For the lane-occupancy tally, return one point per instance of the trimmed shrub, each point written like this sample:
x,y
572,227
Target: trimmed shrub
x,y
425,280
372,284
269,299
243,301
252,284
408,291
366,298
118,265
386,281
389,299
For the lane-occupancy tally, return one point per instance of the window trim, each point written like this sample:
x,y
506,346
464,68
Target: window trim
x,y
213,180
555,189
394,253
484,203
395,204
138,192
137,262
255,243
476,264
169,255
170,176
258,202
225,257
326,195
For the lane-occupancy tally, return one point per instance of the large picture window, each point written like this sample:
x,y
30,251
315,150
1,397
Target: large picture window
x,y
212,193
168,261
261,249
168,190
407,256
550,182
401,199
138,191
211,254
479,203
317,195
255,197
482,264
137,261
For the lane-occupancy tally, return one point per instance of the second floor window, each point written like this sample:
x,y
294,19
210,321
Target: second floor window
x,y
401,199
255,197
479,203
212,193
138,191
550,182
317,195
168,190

§ **WHAT TO WORK ON**: Repeat the entries exactly as they appear.

§ **TASK ANSWER**:
For the lane-occupancy tally, return one point per instance of the trimmed shrub, each point written like this sample:
x,y
572,227
Target: trimmed shrub
x,y
425,280
372,284
269,299
243,301
252,284
408,291
366,298
118,265
386,281
389,299
For the lane-occupancy tally, return one point per instance of the window trim, each point written like this sample:
x,y
506,346
464,68
Target: window trim
x,y
213,180
555,189
394,253
484,203
395,204
138,192
137,262
255,243
476,264
169,255
170,176
258,202
225,257
326,195
For the lane-occupancy tally, return one point per instance of the large picture window, each point written like this sample:
x,y
30,251
315,150
1,397
Target: large picture window
x,y
212,193
168,261
261,249
168,190
407,256
550,182
401,199
138,191
211,254
479,203
317,195
255,197
482,264
137,261
For the lane-occupancy tally, return one point per instance of the second floor window, each point written like this sample:
x,y
294,19
210,321
Target: second floor window
x,y
401,199
255,197
479,203
212,193
138,191
550,182
317,195
168,190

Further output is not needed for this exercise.